**Exercise 1**:
Decide whether each statement agrees with the light rail commentary. Answer yes or no for each, and quote the deciding words of the commentary exactly.
(a) Phase One of the light rail runs 3.5 miles from the airport to the seaport.
(b) The first potential station site shown in the video is at a cruise terminal.
(c) Miami-Dade's Metrorail Northeast Corridor will serve more than 11,000 daily riders.
**Exercise 2**:
Write out the part of the light rail commentary between "But here's the" and "where it stops.", inclusive, without changing any words.

But here's the problem. Even if this train ran on fairy dust and unicorn tears, even if it had zero emissions, this billion-dollar boondoggle would still be the biggest lump of coal ever shoved into Broward taxpayers' stockings.

This light rail, which is currently sucking up half the penny tax funds, isn't designed for the residents paying the tax. It isn't even designed well for the tourists it's supposed to serve.

The video proudly highlights the proposed route for Phase One. It's a 3.5-mile light rail from the airport to the seaport. But pay attention to where it stops.

At the 0:55 mark, the narrator cheerfully announces, "The port administration building comes into view with the first potential station site."

Let that sink in.

Let that sink in meme

Imagine a family of four or a senior couple, dragging cruise luggage through the Florida heat, realizing our billion-and-a-half-dollar-and-rising "connector" dropped them a 10- to 15-minute walk from their ship.

We are spending $1.55 billion to build a train that drops people off at the bureaucratic headquarters of the Port. Who is traveling from the airport to Port HQ? A handful of county staff? A few lobbyists?

Meanwhile, the actual economic engines of the port - the cruise terminals - are scattered in the distance. The video pans over them like they are scenic background details. Terminals 19, 29, and 26 appear "nearby," but in reality, four of the major terminals are nearly half a mile away from the line.

They won't take this train. They'll take an Uber. Still skipping over our local businesses, while the taxpayers also foot the bill for an empty train.

A Monument to Waste

Even the county's own numbers admit this is a ghost train. Ridership projections are in the low hundreds to maybe the low thousands a day. This is a rail line you could service with a couple of high-end shuttle buses.

Compare this to Miami-Dade. Their Metrorail Northeast Corridor covers 13.5 miles for about $927 million, roughly $69 million a mile, and will serve more than 11,000 daily riders.

**Recorded information**:
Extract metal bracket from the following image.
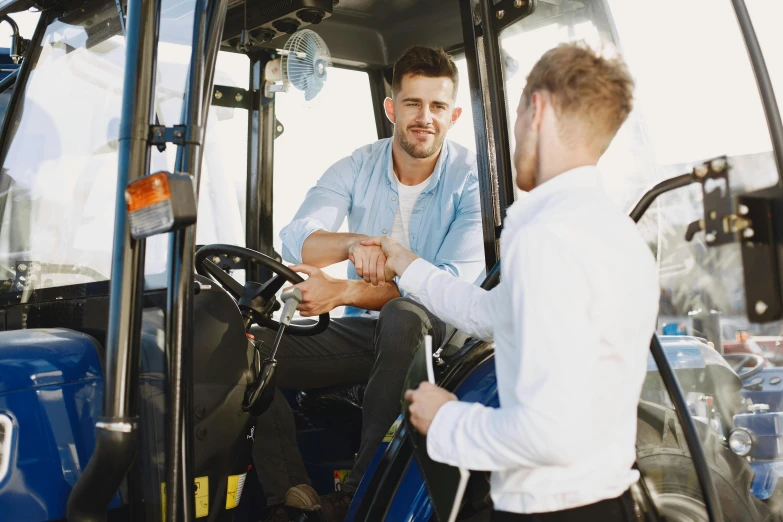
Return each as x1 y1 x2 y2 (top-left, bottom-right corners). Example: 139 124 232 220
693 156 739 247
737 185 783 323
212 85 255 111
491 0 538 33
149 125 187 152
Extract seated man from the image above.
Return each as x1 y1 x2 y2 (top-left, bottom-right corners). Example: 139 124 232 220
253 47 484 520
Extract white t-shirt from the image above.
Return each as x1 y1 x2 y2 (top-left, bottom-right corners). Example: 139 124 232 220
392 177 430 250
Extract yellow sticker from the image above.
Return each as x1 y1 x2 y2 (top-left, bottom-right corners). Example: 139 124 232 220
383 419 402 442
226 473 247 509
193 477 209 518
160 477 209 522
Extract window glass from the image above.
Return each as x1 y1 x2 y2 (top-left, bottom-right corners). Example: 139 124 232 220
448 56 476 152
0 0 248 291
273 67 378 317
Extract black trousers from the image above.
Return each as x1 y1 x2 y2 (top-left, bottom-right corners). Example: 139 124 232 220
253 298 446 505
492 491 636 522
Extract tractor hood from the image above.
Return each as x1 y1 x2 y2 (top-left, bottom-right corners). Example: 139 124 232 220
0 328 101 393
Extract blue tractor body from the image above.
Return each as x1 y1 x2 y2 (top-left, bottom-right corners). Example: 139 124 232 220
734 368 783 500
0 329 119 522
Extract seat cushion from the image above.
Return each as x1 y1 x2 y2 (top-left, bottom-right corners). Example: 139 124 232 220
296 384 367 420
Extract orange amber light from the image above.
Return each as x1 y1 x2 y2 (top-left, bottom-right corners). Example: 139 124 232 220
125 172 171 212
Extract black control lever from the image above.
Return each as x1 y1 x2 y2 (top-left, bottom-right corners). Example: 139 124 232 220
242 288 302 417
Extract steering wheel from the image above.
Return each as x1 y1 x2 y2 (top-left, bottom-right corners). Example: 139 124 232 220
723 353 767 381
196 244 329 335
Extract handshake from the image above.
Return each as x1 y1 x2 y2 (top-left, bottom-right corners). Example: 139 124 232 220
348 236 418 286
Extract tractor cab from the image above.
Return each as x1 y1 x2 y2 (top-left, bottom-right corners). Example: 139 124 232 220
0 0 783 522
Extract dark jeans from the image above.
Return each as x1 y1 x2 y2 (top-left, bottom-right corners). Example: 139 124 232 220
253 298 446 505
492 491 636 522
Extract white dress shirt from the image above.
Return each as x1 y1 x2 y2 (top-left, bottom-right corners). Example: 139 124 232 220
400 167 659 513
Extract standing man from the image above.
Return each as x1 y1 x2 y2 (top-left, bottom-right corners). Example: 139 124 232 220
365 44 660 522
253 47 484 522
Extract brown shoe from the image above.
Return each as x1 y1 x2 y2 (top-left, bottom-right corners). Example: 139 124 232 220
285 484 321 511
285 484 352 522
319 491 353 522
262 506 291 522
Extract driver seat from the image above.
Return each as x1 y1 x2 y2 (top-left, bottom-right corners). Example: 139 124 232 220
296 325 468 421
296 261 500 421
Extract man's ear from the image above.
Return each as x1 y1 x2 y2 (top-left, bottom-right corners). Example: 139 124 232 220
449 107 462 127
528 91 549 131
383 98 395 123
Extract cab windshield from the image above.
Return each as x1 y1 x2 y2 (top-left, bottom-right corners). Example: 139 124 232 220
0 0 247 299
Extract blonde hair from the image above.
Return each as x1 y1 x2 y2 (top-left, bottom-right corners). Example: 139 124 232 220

**Task output 1**:
(a) Yes: "It's a 3.5-mile light rail from the airport to the seaport."
(b) No: "The port administration building comes into view with the first potential station site."
(c) Yes: "will serve more than 11,000 daily riders."

**Task output 2**:
But here's the problem. Even if this train ran on fairy dust and unicorn tears, even if it had zero emissions, this billion-dollar boondoggle would still be the biggest lump of coal ever shoved into Broward taxpayers' stockings.

This light rail, which is currently sucking up half the penny tax funds, isn't designed for the residents paying the tax. It isn't even designed well for the tourists it's supposed to serve.

The video proudly highlights the proposed route for Phase One. It's a 3.5-mile light rail from the airport to the seaport. But pay attention to where it stops.